WORK TO COMPLETE - Pictures do not belong in the copy, so please give every entry below again exactly.

TASK MATERIAL -
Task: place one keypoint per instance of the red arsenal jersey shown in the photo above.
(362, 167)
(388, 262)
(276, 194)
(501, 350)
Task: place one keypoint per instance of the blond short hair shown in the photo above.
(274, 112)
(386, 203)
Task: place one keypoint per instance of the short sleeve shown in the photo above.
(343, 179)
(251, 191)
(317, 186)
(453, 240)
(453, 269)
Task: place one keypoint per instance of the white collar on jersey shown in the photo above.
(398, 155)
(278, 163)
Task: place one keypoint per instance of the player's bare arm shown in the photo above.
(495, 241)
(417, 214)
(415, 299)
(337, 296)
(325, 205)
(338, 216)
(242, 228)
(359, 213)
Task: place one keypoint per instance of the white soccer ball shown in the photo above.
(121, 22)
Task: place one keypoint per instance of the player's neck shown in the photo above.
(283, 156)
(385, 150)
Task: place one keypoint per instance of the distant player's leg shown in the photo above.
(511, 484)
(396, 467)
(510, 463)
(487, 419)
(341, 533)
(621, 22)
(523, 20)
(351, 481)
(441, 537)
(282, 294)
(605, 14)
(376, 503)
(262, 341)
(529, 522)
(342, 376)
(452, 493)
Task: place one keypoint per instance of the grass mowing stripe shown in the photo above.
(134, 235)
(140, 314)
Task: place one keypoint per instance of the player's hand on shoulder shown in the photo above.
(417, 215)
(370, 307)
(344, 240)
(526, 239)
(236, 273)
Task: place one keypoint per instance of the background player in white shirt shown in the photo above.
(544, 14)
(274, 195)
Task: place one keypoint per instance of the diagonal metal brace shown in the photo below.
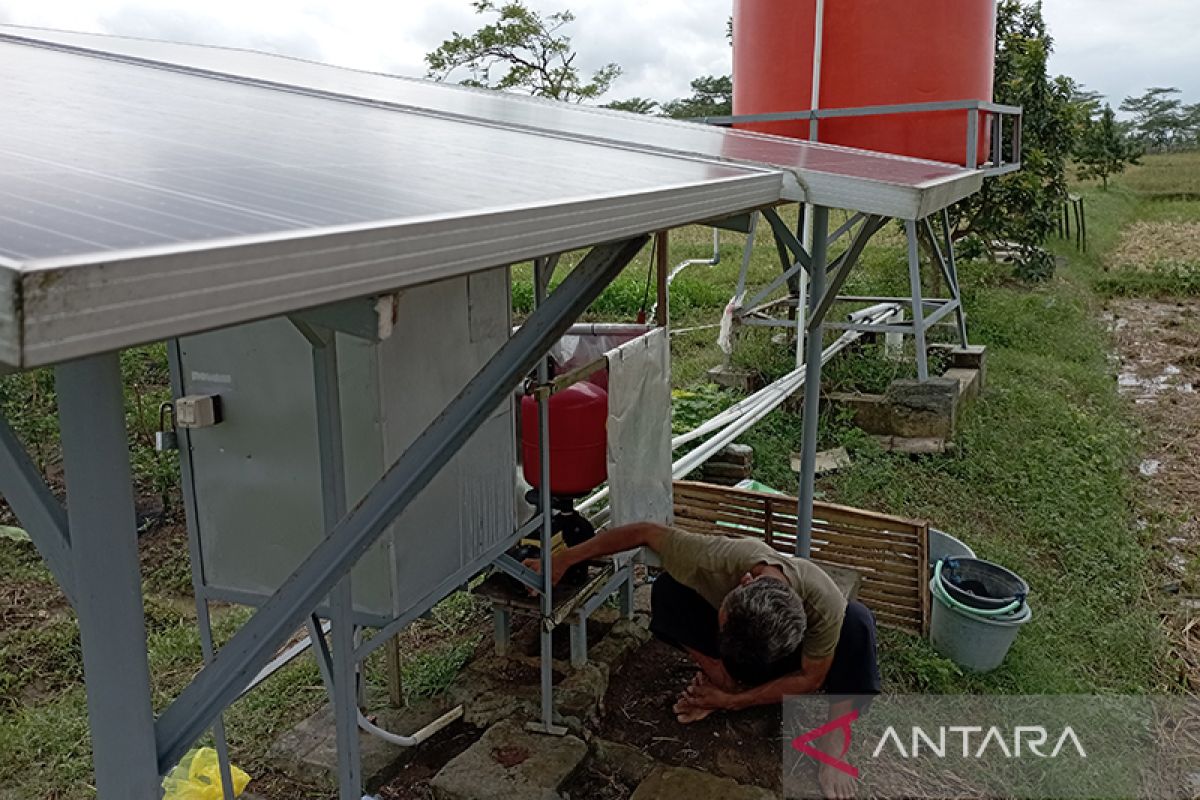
(220, 683)
(846, 263)
(35, 505)
(784, 234)
(517, 570)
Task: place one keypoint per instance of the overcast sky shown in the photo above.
(1117, 47)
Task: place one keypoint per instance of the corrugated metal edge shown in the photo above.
(11, 314)
(185, 290)
(837, 191)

OUTPUT FOR THIS EXERCISE -
Task: place one keypoint per instance of the red arsenal jersey shown in the photo above.
(362, 167)
(388, 262)
(276, 194)
(501, 350)
Task: place one keypoint per instance of the blond short hair shown in the photo above.
(274, 112)
(386, 203)
Task: place one keypoint per instance of the short sleeve shown in the photo above.
(343, 179)
(251, 191)
(317, 186)
(453, 240)
(453, 269)
Task: place one keypoint per instance of the white collar on jersey shown in the photo above.
(398, 155)
(278, 163)
Task: place one keypoint per instance of the player's bare arm shown in the photo above.
(495, 241)
(417, 214)
(415, 299)
(337, 296)
(325, 205)
(338, 216)
(242, 228)
(359, 213)
Task: place one keypoint per instance of the white soccer ball shown in the photo above.
(121, 22)
Task: place one keypoint per instance of the player's neck shown in the photo above.
(283, 156)
(385, 150)
Task: place one keypoint per instance of the distant player's leg shown in the photo above.
(511, 484)
(396, 467)
(510, 463)
(487, 419)
(341, 533)
(621, 22)
(523, 20)
(351, 481)
(441, 537)
(282, 294)
(605, 14)
(376, 503)
(262, 341)
(529, 522)
(342, 376)
(452, 493)
Task: place one keypoint per instance of the grass mowing stripe shown in the photo above.
(134, 235)
(140, 314)
Task: place one keypoint per instance of the player's hand on shoulder shown in the photo above.
(417, 215)
(370, 307)
(344, 240)
(526, 239)
(236, 273)
Task: place one keypoint per instance of the background player in white shirt shown in the photo above.
(544, 14)
(274, 195)
Task: place one keypoint per instance of the diagonal metal brace shown in the photo below.
(220, 683)
(846, 263)
(35, 505)
(784, 234)
(517, 570)
Task: place one keypoint per instance of the overcast sky shown in the photo above.
(1117, 47)
Task: place one keypoint per instance of the corrugated metal edge shown in the photo above.
(11, 314)
(185, 290)
(837, 191)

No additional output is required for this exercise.